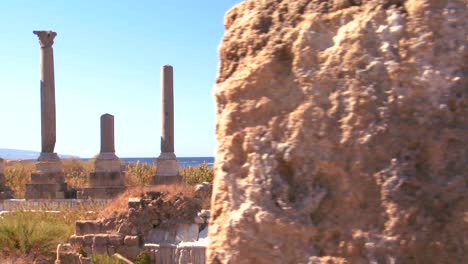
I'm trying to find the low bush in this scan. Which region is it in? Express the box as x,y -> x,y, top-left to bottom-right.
125,161 -> 155,187
0,211 -> 70,256
180,163 -> 214,185
90,254 -> 123,264
4,162 -> 33,197
62,158 -> 93,189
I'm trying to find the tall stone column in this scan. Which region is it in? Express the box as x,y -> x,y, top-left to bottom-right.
26,30 -> 67,199
34,31 -> 58,159
161,65 -> 175,155
99,114 -> 117,159
78,114 -> 125,199
152,65 -> 181,185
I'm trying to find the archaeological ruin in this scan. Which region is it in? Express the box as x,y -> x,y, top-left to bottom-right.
153,65 -> 182,185
25,30 -> 68,199
78,114 -> 126,199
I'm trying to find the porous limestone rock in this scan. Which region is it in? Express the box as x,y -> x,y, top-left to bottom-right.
209,0 -> 467,263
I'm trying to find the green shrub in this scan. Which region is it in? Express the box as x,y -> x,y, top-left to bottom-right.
0,211 -> 70,256
62,158 -> 93,189
4,162 -> 33,197
180,163 -> 214,185
125,161 -> 155,187
135,251 -> 151,264
90,254 -> 123,264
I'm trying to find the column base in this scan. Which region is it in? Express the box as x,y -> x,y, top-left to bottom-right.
152,154 -> 181,185
26,155 -> 68,199
25,182 -> 67,199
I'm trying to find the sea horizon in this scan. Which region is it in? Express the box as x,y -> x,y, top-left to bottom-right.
81,156 -> 215,168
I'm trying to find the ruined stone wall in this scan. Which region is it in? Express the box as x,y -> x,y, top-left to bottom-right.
209,0 -> 467,263
57,190 -> 209,263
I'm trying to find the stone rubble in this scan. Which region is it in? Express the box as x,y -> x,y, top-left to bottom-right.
57,189 -> 211,263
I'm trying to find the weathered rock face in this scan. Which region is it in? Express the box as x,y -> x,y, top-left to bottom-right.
209,0 -> 467,263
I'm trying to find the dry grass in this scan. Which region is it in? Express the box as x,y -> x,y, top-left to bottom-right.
4,162 -> 33,197
180,163 -> 214,185
62,158 -> 94,189
98,184 -> 196,219
0,204 -> 99,257
4,159 -> 213,198
124,161 -> 155,187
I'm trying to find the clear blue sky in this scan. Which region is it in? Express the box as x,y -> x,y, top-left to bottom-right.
0,0 -> 242,158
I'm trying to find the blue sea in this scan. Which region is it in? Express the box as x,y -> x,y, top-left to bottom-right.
119,157 -> 214,168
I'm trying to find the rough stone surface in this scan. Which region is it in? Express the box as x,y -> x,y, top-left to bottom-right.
209,0 -> 468,263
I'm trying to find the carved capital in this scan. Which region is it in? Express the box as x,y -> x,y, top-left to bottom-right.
33,30 -> 57,48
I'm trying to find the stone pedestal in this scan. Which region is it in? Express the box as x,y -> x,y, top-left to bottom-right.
0,158 -> 13,199
78,155 -> 125,199
25,153 -> 67,199
153,153 -> 182,185
78,114 -> 125,199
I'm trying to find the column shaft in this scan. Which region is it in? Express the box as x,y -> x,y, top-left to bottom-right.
161,65 -> 174,153
100,114 -> 115,153
40,46 -> 56,153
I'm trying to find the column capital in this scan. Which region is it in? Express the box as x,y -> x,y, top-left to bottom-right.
33,30 -> 57,48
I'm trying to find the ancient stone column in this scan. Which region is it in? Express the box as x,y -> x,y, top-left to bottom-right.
78,114 -> 125,199
161,65 -> 175,155
152,65 -> 181,185
99,113 -> 117,159
26,31 -> 67,199
34,30 -> 58,160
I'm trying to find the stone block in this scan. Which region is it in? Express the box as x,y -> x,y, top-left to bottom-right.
108,234 -> 124,246
124,235 -> 139,246
76,221 -> 101,235
30,172 -> 59,184
25,183 -> 66,199
94,158 -> 122,174
69,235 -> 84,246
153,244 -> 176,263
145,228 -> 169,244
83,235 -> 94,246
154,158 -> 179,177
35,159 -> 63,174
93,234 -> 109,245
120,245 -> 140,260
92,245 -> 107,255
175,224 -> 199,242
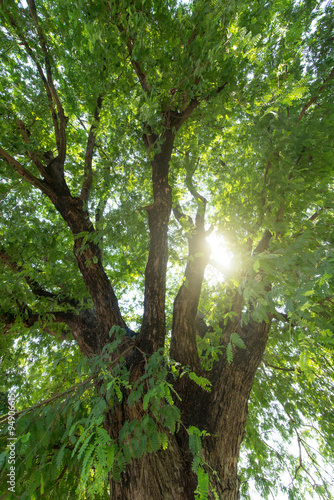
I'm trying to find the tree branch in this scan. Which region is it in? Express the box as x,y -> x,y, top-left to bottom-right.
171,99 -> 200,131
0,375 -> 95,426
27,0 -> 67,161
208,258 -> 231,277
297,67 -> 334,123
260,160 -> 272,208
17,119 -> 47,176
117,24 -> 151,93
170,190 -> 211,369
262,360 -> 299,373
173,204 -> 194,229
0,147 -> 54,199
0,307 -> 75,339
295,208 -> 326,238
253,229 -> 272,254
185,156 -> 208,229
1,151 -> 124,349
1,3 -> 63,158
0,245 -> 78,307
80,95 -> 103,204
0,245 -> 56,299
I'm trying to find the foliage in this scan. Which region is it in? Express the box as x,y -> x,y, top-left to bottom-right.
0,330 -> 182,498
0,0 -> 333,498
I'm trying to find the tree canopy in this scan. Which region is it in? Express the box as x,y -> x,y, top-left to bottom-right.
0,0 -> 333,499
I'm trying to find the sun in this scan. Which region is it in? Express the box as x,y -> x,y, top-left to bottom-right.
206,232 -> 235,279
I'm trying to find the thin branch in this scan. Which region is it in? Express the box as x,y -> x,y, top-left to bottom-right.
270,311 -> 302,332
55,465 -> 68,483
253,229 -> 272,254
297,67 -> 334,122
27,0 -> 67,161
204,81 -> 228,101
262,360 -> 299,373
208,258 -> 231,277
0,245 -> 57,300
172,98 -> 200,131
270,310 -> 291,323
40,325 -> 71,341
0,147 -> 54,199
117,24 -> 151,93
300,438 -> 334,483
1,4 -> 61,156
186,26 -> 198,47
17,119 -> 47,176
292,429 -> 303,480
295,208 -> 325,238
296,146 -> 307,165
185,157 -> 208,229
0,376 -> 95,426
173,204 -> 194,229
169,76 -> 227,131
261,160 -> 272,208
0,244 -> 80,311
0,343 -> 135,427
80,95 -> 103,203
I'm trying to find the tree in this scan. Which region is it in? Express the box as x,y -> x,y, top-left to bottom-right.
0,0 -> 333,498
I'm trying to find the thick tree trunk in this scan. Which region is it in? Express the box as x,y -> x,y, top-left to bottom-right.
91,316 -> 271,500
107,434 -> 196,500
102,373 -> 257,500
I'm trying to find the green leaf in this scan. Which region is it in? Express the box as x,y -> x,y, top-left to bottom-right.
226,342 -> 233,364
230,333 -> 246,349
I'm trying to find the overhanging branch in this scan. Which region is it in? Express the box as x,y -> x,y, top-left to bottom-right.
0,375 -> 95,426
1,307 -> 75,339
263,360 -> 299,373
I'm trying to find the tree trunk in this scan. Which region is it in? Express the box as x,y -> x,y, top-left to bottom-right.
86,315 -> 271,500
107,434 -> 196,500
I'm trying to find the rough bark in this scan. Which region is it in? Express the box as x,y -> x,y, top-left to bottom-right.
204,320 -> 271,499
106,419 -> 197,500
140,130 -> 175,353
94,313 -> 270,500
52,194 -> 125,347
170,229 -> 211,370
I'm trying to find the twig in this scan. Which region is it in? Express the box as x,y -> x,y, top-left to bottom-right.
297,67 -> 334,122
###
• _REQUIRED WORK_
What belongs in the answer is the line with "I'm trying to find the overhanging" plus every later line of the listing, copied word for word and nothing besides.

• _ANSWER FOR THE TASK_
I'm trying to find the overhanging branch in this scan. Which region is it in? Express the box as x,y -> x,y, top-left to bottom-right.
0,375 -> 95,426
1,307 -> 75,339
263,360 -> 299,373
I'm trying to find the tree trunk in this scan. Which region is it in? Express the box as x,y -> x,y, top-left to bottom-right.
86,315 -> 271,500
107,434 -> 196,500
I'm trying to find the rough bark in this scan. Which region is it in? Express the box as x,y -> x,y, top-left to bottom-right.
204,320 -> 271,499
106,419 -> 197,500
140,130 -> 175,353
94,313 -> 270,500
52,194 -> 125,347
170,229 -> 211,370
I'm trying to find the twig in this scan. Which region is it in? Express the box as x,y -> x,y, top-left to bottom-right.
297,67 -> 334,122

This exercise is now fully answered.